Locate each line in the records below that contains the string "Give", and copy those lines.

- [Data for the task]:
==================================================
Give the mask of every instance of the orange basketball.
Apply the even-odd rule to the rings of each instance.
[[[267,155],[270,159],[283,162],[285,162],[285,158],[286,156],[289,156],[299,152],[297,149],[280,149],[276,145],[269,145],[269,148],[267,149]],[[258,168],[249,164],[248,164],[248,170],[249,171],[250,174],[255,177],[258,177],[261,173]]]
==================================================
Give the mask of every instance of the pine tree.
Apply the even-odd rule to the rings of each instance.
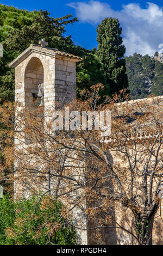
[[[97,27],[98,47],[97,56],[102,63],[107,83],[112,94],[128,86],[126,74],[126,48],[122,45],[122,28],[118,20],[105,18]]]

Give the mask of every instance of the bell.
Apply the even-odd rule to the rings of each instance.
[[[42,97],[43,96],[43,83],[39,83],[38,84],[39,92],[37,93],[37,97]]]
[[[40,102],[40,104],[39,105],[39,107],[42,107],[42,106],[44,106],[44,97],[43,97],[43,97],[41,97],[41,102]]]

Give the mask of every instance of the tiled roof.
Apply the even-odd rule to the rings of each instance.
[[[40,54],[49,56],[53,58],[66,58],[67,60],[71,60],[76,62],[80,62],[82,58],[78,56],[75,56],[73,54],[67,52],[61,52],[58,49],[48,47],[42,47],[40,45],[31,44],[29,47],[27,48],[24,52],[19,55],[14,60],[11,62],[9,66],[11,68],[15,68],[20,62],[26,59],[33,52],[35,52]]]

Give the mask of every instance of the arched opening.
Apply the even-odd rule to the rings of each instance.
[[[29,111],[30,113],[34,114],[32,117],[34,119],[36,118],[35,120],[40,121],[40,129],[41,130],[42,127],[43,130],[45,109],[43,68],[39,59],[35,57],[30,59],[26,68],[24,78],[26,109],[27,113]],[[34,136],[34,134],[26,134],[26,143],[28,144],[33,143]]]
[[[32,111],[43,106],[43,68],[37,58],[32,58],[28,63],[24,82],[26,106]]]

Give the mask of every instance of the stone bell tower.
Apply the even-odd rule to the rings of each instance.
==================================================
- [Exercise result]:
Give the mask of every instance of the orange basketball.
Give the mask of every instance of the pine tree.
Give the mask of every instance of the bell.
Give the mask of every instance of the tiled roof.
Give the mask of every instance of the arched opening.
Give the mask of every instance of the stone bell tower.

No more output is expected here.